Dataset entries
- - - - -
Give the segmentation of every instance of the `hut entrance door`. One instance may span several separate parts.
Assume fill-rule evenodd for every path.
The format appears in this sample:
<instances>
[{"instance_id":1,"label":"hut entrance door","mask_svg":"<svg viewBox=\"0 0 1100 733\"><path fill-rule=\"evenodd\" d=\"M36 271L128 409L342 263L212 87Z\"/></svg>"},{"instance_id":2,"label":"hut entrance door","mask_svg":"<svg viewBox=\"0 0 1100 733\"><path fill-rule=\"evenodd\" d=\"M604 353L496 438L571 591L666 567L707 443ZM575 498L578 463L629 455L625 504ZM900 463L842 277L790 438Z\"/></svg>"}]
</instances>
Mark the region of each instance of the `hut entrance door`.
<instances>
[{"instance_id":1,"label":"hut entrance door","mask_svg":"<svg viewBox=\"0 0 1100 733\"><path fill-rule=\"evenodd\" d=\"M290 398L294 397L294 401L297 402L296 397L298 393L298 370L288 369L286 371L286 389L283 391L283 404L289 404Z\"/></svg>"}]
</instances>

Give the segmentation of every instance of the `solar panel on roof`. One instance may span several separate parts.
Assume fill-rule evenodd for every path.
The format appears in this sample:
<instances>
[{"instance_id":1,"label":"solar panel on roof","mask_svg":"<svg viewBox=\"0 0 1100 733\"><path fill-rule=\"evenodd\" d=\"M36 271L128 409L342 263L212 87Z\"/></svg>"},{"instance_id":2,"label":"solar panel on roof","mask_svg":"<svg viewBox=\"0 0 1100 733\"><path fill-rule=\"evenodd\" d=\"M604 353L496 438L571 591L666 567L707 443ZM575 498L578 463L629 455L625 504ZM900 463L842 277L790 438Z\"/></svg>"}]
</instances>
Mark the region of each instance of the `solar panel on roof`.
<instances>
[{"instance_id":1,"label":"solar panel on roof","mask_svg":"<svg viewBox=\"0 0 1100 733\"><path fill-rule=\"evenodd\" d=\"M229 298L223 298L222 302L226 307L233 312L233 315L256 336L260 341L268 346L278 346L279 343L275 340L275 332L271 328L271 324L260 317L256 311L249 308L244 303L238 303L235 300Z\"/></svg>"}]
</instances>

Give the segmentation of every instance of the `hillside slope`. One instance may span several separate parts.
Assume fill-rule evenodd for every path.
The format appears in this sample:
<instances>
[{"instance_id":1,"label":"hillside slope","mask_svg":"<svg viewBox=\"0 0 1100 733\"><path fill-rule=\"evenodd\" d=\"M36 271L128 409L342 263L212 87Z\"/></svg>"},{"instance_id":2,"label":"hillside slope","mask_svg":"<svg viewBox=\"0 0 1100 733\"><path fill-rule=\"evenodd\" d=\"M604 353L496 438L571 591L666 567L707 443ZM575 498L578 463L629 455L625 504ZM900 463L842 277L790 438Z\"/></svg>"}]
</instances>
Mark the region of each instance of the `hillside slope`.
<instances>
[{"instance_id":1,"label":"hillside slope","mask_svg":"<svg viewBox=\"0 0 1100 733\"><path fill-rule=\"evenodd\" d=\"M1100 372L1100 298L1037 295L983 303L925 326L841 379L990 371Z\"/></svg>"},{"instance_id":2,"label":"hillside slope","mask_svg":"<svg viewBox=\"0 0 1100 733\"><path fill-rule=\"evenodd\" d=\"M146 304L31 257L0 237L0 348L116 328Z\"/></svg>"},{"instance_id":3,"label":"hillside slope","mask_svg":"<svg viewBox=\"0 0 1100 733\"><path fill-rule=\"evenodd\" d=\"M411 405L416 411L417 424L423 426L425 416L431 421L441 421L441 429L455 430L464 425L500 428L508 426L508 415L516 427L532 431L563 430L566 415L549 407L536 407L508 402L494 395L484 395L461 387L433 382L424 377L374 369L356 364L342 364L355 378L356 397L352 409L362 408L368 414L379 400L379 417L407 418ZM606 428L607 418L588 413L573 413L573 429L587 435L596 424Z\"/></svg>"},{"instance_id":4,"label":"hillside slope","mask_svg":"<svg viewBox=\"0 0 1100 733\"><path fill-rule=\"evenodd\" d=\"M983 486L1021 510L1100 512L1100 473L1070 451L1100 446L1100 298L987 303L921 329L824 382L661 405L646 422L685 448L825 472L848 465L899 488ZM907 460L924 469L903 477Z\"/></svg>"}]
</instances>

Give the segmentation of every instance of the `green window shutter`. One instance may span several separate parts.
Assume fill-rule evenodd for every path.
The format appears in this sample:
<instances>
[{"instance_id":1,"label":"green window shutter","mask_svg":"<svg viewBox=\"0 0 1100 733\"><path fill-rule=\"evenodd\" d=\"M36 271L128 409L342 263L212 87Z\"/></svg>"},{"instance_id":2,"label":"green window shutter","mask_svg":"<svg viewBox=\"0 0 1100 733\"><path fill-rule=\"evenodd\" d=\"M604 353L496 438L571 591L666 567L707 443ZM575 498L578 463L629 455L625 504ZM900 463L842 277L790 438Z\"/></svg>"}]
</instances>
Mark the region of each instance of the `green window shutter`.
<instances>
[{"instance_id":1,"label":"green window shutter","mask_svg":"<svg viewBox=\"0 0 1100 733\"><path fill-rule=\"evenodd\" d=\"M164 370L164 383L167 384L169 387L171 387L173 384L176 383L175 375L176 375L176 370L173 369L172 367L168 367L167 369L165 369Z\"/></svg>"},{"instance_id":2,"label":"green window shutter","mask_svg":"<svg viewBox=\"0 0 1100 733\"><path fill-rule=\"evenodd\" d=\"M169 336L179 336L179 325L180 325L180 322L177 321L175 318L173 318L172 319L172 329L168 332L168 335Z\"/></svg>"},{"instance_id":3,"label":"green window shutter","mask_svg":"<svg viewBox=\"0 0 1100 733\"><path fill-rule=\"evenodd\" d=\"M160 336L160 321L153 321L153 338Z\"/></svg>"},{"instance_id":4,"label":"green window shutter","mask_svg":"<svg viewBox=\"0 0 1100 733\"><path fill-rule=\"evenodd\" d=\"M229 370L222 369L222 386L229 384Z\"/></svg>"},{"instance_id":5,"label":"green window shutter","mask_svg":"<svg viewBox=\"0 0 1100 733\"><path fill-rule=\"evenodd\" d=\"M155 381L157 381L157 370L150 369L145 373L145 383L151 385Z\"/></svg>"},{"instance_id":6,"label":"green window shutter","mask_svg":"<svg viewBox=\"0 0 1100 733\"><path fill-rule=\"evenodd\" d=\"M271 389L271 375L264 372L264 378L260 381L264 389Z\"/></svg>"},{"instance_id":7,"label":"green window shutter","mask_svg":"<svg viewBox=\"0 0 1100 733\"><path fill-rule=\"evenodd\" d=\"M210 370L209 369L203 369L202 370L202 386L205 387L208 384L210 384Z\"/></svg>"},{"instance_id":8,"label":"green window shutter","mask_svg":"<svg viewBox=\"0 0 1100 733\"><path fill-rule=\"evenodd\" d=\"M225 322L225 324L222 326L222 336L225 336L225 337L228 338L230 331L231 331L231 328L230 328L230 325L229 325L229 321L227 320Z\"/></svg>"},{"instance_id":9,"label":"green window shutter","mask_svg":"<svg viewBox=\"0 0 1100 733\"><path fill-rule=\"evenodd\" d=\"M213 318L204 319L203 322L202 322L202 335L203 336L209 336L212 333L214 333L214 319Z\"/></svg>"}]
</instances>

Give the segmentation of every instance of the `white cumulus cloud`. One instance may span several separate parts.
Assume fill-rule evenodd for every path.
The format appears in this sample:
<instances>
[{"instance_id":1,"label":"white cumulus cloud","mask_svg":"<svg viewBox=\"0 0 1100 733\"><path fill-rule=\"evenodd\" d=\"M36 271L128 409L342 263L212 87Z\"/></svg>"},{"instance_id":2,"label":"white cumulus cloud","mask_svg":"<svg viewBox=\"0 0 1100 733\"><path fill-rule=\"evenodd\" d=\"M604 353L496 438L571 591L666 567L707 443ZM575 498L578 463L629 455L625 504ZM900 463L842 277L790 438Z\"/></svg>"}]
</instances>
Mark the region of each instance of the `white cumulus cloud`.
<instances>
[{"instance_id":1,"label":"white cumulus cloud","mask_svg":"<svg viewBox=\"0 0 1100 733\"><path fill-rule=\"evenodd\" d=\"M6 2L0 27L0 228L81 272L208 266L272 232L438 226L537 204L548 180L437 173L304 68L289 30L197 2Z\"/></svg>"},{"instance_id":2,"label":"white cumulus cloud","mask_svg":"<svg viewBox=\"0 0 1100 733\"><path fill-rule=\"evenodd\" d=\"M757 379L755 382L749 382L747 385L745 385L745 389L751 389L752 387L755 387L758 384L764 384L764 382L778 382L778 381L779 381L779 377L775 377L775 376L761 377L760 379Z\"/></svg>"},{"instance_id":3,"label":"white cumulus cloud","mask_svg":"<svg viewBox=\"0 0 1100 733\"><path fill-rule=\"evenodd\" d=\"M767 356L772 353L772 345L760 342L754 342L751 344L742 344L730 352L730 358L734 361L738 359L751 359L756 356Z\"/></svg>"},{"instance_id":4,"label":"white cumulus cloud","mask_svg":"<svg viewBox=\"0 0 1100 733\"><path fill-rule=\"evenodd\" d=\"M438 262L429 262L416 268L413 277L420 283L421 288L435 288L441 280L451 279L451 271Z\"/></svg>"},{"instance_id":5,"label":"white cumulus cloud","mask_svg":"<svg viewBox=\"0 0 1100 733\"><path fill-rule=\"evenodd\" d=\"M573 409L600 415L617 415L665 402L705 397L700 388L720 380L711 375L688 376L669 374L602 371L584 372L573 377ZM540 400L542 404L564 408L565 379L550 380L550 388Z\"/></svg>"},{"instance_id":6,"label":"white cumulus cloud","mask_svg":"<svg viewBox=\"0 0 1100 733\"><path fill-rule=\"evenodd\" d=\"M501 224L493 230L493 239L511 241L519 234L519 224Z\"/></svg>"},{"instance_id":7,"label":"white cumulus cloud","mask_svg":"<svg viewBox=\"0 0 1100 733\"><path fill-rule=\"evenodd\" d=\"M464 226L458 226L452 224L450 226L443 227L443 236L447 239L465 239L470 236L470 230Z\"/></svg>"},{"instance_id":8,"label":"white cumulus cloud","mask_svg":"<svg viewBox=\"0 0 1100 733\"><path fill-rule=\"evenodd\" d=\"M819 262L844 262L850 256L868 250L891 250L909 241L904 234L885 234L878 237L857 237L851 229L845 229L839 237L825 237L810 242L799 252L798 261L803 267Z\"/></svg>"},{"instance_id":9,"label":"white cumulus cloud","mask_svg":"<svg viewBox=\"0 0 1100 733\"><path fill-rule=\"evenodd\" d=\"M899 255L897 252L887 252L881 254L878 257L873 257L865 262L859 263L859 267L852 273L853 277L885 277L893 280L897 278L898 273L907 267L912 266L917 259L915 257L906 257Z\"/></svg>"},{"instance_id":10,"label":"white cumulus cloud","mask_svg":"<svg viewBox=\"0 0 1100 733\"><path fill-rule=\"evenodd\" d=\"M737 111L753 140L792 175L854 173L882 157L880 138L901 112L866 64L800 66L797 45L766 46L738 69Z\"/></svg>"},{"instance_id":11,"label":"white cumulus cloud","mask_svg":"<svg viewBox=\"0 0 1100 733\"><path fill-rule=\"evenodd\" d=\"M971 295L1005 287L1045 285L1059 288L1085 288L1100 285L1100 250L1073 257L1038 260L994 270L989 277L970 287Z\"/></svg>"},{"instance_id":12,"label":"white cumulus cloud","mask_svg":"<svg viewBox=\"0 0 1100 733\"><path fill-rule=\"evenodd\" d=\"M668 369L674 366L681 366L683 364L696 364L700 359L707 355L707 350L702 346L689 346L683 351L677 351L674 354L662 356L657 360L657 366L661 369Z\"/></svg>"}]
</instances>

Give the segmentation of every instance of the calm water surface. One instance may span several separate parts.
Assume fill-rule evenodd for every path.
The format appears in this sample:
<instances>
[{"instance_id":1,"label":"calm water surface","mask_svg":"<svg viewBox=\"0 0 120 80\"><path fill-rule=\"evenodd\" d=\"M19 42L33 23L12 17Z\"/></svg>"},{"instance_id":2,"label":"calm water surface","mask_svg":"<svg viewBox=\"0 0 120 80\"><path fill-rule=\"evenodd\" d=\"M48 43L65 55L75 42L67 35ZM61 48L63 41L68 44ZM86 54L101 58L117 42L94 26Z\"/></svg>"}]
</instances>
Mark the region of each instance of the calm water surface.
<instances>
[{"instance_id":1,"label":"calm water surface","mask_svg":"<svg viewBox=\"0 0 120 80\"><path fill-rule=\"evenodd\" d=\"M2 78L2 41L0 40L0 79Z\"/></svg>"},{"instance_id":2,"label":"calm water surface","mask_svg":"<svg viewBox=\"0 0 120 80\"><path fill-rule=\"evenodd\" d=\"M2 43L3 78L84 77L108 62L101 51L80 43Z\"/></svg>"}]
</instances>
- - - - -
Copy out every line of the data that includes the word "segmentation".

— Solution for this task —
Give the segmentation of every instance of the `hut entrance door`. One instance may span several separate parts.
Give the segmentation of every instance of the `solar panel on roof`. One instance may span several separate parts.
Give the segmentation of every instance of the `hillside slope`. One instance may span several separate parts.
Give the segmentation of every instance of the `green window shutter`. One instance may span several separate parts.
Give the segmentation of every instance of the `white cumulus cloud`. One instance may span several separate parts.
Give the segmentation of every instance of the calm water surface. One instance may span several separate parts.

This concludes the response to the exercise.